Entries supplied |
################

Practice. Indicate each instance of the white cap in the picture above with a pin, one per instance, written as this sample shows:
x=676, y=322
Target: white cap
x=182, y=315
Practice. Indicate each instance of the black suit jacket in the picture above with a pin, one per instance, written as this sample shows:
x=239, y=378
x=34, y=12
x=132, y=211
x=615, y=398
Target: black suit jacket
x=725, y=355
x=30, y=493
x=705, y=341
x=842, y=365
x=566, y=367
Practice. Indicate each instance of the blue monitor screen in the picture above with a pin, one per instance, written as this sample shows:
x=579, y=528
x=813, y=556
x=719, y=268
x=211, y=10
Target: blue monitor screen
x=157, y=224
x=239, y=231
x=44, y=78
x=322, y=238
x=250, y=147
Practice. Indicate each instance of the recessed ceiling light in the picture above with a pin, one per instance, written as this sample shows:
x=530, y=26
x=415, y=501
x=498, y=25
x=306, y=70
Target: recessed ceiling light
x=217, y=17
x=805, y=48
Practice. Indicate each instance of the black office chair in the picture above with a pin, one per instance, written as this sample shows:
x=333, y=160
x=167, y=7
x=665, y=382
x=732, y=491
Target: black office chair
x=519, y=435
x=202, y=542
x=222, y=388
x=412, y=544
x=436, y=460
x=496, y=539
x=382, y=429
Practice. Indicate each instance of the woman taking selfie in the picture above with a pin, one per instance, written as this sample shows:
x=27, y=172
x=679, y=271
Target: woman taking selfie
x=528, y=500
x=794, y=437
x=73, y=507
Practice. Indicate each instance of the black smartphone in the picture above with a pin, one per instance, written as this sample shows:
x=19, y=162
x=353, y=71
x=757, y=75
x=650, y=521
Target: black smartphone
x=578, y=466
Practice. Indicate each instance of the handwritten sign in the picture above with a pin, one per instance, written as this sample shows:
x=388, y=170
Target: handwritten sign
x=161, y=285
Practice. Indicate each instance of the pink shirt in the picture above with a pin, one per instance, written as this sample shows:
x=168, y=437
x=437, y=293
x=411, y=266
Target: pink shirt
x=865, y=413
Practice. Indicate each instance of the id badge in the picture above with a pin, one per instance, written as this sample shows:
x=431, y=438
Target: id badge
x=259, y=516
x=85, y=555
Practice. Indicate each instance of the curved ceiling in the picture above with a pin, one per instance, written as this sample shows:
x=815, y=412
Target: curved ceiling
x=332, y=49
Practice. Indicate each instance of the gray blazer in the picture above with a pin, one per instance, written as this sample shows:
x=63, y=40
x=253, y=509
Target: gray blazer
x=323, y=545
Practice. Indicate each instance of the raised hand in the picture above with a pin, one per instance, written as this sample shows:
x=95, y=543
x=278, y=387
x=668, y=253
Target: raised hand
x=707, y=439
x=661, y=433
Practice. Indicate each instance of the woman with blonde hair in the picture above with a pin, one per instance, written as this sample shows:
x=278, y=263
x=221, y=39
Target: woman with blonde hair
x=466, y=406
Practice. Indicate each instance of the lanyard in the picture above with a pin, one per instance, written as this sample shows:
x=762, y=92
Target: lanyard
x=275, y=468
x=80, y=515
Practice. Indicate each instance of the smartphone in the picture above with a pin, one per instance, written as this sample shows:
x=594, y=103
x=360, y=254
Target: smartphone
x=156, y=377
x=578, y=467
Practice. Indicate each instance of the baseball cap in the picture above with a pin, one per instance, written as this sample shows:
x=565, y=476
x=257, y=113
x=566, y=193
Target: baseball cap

################

Work instruction |
Retype every record without alteration.

Solution for this problem |
Practice. Indicate each instance of the white cap in the picture above with a pin, one per instance, written as this sample shows:
x=676, y=322
Target: white cap
x=182, y=315
Practice. Indicate each instance of the black suit jacket in the picture above with a pin, one per instance, written as this sample shows:
x=239, y=378
x=34, y=12
x=132, y=211
x=615, y=398
Target: black suit jacket
x=725, y=355
x=30, y=493
x=705, y=341
x=842, y=365
x=566, y=367
Practice. Indicate each instance of the blue monitor screen in the picture above with a pin, one per instance, written as this sample shows:
x=579, y=528
x=813, y=556
x=719, y=268
x=211, y=10
Target: blue monitor screen
x=157, y=224
x=239, y=231
x=44, y=78
x=322, y=238
x=250, y=147
Practice. Indicate each instance of the recessed ceiling light in the picture above with a pin, one per instance, written as this sample shows:
x=530, y=26
x=415, y=501
x=498, y=25
x=306, y=70
Target: recessed ceiling light
x=217, y=17
x=805, y=48
Practice. Indicate each instance of the black office chair in the picture above with a pin, one per instance, written as this sample shows:
x=333, y=160
x=167, y=7
x=665, y=382
x=732, y=491
Target: black office chair
x=519, y=435
x=202, y=542
x=222, y=388
x=412, y=544
x=436, y=460
x=496, y=539
x=382, y=429
Practice. Indicate each instance of the woman taking selfie in the picture above with a pin, one per instance, written as this sample shows:
x=27, y=172
x=679, y=271
Target: woman taking selfie
x=528, y=500
x=794, y=437
x=73, y=507
Practice. Indicate each instance of the black smartphone in the picture above with a pin, one per instance, written as this sample shows:
x=19, y=162
x=353, y=71
x=757, y=75
x=650, y=521
Target: black smartphone
x=578, y=466
Practice. Indicate each instance of the handwritten sign in the picture above with a pin, one per instance, written as this sample shows:
x=388, y=170
Target: handwritten sign
x=161, y=285
Practice. Indicate each instance of the pink shirt in the picture above with a pin, one per instance, written as this sample shows:
x=168, y=437
x=437, y=293
x=411, y=266
Target: pink shirt
x=865, y=413
Practice. Indicate each instance of the id badge in the picture above with a pin, one per instance, written as this sample shows:
x=431, y=438
Target: id badge
x=259, y=516
x=85, y=555
Practice. Indicate each instance of the curved ceiling in the picture above with a pin, one per instance, written as this sample shows:
x=815, y=412
Target: curved ceiling
x=332, y=49
Practice. Indicate each instance of the gray blazer in the picture above with a pin, one per instance, written as this sample shows:
x=63, y=40
x=253, y=509
Target: gray blazer
x=323, y=545
Practice. Indicate each instance of the raised hand in the picture above with a pin, one per instance, written as this sample shows:
x=95, y=543
x=278, y=387
x=668, y=253
Target: raised hand
x=707, y=439
x=661, y=433
Practice. Indicate each instance of the woman with blonde hair in the picture above with a pin, one per instance, written as this sample shows:
x=278, y=263
x=221, y=39
Target: woman with blonde hair
x=466, y=406
Practice. Indicate each instance of the lanyard in the picture above with a pin, one per instance, written as this sample shows:
x=762, y=92
Target: lanyard
x=275, y=468
x=80, y=515
Practice. Indicate each instance of the smartphone in the picture above with a pin, one per instance, written as this sample shows:
x=594, y=103
x=360, y=254
Target: smartphone
x=156, y=377
x=578, y=467
Practice. Indicate each instance of the baseball cap in the picture above with a pin, one per instance, written as this sample shows:
x=565, y=476
x=257, y=113
x=566, y=193
Target: baseball cap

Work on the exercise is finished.